━━━━━ Stored data

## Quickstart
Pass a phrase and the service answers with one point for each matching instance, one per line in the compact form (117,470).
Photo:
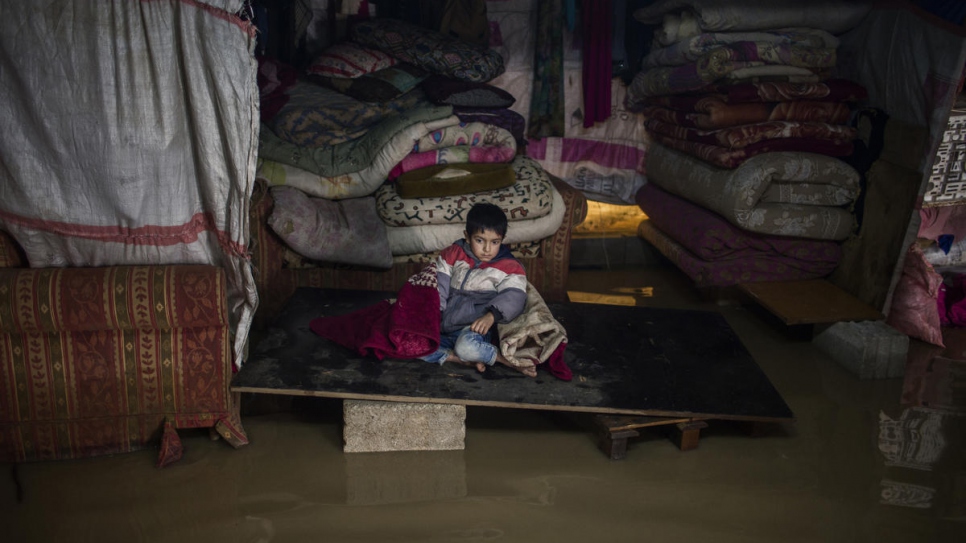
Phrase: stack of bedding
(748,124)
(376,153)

━━━━━━━━━━
━━━━━ Stored data

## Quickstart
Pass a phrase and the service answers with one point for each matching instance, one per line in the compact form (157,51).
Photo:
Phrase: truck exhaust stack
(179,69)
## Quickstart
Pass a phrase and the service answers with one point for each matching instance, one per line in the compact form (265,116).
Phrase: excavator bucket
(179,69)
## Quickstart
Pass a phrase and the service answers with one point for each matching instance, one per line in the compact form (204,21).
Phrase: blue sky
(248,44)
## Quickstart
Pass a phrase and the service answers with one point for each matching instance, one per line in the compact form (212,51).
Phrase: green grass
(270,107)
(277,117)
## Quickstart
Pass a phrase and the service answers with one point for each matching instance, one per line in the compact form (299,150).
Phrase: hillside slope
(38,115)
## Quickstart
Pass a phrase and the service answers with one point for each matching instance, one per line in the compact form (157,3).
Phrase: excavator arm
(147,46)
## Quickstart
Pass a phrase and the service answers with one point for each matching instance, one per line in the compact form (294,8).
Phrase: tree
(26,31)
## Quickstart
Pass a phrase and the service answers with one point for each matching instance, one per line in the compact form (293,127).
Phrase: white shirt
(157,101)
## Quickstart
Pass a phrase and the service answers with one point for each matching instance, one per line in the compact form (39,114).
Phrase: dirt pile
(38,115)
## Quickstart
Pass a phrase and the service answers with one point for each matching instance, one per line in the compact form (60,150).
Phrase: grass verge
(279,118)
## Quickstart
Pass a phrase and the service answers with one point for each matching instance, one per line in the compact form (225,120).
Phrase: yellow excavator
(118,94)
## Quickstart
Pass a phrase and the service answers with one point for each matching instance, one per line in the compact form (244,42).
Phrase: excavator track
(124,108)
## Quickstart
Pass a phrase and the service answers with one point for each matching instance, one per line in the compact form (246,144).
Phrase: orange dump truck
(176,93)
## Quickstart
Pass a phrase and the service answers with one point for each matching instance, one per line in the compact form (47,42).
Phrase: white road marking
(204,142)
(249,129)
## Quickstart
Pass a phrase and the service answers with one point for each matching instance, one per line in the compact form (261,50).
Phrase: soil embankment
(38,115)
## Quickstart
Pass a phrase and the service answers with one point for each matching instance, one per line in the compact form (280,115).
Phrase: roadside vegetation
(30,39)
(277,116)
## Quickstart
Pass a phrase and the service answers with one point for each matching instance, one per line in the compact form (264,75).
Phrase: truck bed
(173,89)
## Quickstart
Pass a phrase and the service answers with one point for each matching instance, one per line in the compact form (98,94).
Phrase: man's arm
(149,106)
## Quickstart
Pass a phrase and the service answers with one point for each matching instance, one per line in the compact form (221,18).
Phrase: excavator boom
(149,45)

━━━━━━━━━━
━━━━━ Stored data

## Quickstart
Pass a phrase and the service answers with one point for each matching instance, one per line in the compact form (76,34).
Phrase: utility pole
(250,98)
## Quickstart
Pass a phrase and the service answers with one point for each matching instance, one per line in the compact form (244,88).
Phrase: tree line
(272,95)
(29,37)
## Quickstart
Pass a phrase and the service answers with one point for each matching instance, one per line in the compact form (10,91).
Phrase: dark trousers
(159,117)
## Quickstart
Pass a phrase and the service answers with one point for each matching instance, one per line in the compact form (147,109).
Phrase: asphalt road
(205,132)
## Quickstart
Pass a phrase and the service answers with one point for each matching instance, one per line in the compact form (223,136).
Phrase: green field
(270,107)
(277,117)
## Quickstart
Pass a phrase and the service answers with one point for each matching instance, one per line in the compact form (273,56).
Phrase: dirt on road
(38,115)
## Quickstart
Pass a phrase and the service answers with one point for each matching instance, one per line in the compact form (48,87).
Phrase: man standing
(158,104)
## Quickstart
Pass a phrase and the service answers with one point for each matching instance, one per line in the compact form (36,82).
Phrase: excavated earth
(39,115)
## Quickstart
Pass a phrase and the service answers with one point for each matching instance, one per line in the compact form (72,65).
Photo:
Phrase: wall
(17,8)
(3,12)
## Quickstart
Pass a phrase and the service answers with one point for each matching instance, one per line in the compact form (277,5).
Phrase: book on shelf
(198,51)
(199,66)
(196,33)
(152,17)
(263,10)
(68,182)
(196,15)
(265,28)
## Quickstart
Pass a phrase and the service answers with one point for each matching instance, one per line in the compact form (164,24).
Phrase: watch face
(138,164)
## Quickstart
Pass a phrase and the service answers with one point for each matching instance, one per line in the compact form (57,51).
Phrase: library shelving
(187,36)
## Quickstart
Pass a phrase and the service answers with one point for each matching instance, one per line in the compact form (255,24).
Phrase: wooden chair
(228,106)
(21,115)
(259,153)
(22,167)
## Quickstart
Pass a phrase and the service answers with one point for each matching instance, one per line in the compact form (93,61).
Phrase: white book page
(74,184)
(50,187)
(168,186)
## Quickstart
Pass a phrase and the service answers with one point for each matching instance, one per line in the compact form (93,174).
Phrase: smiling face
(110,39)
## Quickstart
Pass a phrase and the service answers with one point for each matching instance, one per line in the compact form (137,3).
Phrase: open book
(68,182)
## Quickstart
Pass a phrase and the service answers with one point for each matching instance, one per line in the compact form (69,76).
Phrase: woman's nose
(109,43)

━━━━━━━━━━

Goal: Report how many lines of the records above contain the word "white", giving only the number and counting matches with the same case only.

Final result: 3